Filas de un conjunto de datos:

===

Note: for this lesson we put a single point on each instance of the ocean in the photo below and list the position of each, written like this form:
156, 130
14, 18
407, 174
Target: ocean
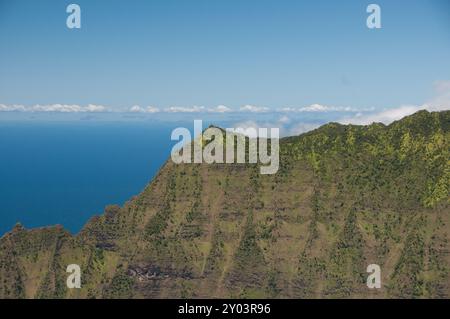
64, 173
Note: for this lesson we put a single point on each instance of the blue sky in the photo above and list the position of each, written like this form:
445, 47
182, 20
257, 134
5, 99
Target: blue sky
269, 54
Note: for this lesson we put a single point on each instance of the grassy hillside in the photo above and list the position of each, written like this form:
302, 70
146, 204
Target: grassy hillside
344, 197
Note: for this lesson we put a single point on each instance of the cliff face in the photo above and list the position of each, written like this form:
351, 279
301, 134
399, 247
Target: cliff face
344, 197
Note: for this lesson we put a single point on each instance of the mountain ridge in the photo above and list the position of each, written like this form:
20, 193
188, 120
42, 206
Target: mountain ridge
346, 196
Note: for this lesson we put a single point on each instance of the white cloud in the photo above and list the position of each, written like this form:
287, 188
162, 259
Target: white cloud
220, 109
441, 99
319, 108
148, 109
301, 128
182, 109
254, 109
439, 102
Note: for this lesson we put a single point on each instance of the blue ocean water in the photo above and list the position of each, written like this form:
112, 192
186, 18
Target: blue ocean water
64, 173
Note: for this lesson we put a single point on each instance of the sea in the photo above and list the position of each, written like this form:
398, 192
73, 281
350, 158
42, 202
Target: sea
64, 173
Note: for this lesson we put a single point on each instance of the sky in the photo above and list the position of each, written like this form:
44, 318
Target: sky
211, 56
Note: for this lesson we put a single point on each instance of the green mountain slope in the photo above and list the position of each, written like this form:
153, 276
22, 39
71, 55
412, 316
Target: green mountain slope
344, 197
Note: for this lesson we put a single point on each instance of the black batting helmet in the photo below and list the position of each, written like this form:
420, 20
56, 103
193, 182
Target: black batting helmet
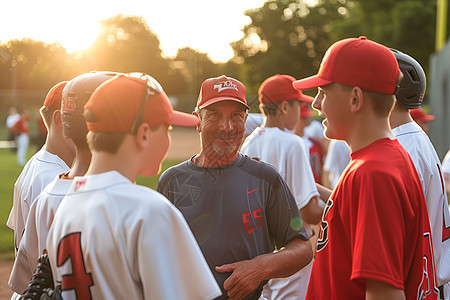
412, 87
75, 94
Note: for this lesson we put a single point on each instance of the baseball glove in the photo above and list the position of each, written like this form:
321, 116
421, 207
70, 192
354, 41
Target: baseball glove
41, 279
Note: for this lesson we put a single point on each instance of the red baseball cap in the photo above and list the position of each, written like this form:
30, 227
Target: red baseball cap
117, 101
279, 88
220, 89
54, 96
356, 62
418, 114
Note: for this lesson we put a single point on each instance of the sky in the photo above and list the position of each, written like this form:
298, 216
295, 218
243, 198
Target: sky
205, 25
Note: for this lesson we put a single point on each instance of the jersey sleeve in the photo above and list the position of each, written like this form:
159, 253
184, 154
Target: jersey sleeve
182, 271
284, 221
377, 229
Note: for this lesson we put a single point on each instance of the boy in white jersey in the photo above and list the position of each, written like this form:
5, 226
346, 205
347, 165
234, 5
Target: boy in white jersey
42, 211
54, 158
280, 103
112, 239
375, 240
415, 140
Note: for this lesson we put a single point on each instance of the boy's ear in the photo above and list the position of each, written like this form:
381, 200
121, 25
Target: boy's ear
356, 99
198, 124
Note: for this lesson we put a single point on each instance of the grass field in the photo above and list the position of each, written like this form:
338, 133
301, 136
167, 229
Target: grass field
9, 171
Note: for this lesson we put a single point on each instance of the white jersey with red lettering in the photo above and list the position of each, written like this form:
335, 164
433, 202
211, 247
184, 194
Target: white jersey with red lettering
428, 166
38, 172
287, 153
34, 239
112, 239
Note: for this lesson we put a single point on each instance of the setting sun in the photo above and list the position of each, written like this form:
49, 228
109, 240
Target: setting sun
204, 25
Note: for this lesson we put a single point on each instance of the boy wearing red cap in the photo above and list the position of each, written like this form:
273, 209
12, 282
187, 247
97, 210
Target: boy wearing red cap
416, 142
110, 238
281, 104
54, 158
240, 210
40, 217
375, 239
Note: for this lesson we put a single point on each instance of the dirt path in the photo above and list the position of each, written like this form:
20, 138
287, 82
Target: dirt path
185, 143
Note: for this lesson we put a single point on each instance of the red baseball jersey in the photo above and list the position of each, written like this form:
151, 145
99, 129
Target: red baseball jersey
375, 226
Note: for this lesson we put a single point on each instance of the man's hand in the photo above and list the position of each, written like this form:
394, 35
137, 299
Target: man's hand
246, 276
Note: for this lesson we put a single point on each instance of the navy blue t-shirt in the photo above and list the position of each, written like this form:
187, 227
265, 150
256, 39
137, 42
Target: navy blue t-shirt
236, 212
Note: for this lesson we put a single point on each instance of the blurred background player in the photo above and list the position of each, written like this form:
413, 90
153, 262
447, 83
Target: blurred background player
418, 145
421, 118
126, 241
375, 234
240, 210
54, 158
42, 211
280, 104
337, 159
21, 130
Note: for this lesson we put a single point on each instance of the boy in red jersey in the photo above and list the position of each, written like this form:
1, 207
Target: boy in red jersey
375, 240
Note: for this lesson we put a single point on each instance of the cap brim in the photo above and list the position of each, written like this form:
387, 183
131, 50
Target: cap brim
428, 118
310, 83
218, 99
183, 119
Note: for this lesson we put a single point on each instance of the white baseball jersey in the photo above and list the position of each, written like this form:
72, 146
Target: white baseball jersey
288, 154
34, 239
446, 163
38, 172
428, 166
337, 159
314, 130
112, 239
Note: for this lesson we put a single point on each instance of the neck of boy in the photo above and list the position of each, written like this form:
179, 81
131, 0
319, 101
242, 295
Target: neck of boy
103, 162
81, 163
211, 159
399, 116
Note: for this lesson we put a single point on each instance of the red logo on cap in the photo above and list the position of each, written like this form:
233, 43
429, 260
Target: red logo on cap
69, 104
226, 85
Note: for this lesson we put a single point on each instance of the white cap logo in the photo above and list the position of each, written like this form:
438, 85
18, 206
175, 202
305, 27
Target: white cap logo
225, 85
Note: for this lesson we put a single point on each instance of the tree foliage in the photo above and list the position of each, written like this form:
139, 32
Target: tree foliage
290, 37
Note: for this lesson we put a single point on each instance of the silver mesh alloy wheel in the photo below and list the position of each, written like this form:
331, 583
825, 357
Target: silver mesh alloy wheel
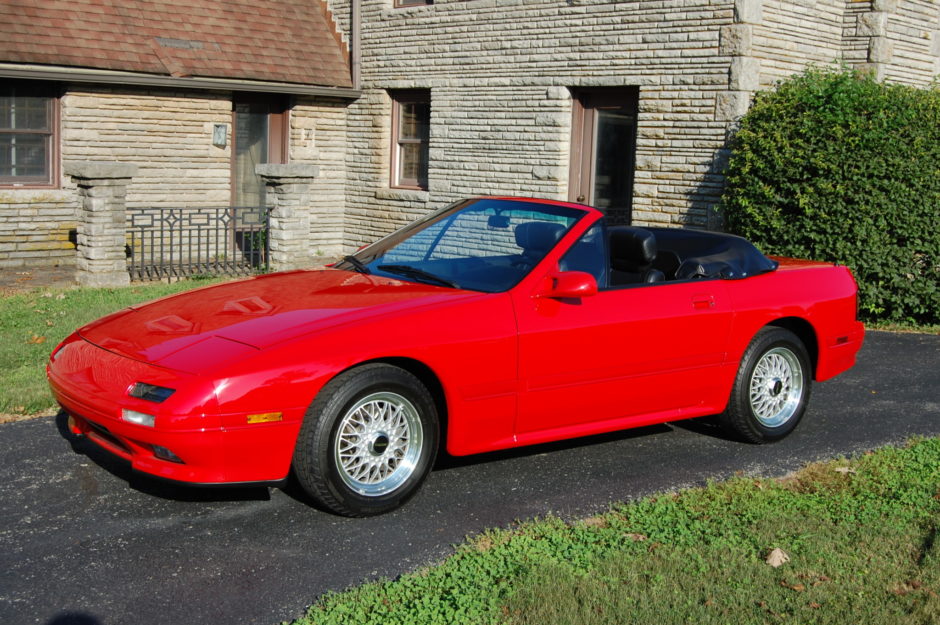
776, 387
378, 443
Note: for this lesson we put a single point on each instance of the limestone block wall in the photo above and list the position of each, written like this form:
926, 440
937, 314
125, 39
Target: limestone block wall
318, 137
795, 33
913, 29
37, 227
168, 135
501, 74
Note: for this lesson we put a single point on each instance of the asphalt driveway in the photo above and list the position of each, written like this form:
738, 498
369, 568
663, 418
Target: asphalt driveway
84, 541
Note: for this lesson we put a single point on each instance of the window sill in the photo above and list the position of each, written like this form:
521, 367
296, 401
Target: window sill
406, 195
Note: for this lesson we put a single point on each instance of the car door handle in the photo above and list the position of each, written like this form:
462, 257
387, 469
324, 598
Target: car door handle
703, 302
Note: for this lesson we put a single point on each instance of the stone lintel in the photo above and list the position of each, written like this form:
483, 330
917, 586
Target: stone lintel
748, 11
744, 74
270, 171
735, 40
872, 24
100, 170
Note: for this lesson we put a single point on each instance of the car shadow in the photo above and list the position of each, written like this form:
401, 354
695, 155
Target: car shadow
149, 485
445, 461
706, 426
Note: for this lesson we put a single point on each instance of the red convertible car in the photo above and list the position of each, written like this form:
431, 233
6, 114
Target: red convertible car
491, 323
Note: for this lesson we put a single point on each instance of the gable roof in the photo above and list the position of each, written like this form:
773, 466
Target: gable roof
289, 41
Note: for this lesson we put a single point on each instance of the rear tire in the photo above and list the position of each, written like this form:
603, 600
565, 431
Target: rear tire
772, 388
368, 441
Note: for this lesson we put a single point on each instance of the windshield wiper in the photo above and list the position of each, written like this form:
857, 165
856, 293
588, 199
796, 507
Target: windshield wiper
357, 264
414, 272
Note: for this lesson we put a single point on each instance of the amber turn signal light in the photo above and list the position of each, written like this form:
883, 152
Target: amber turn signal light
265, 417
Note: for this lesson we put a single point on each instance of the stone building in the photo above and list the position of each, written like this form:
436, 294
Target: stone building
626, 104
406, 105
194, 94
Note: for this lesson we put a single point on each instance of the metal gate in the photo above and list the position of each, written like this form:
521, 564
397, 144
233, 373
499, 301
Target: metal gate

===

Tarea por realizar:
Convierte en una lista JSON de cadenas el tramo de los registros que va desde la línea que contiene "of the metal" hasta el final de los registros, ambos extremos incluidos. Usa una cadena por cada línea y omite las líneas en blanco.

Respuesta escrita:
[
  "Note: for this lesson we put a single point on each instance of the metal gate in the photo above and list the position of each, written like this form:",
  "521, 564",
  "397, 144",
  "233, 373",
  "499, 301",
  "Target: metal gate"
]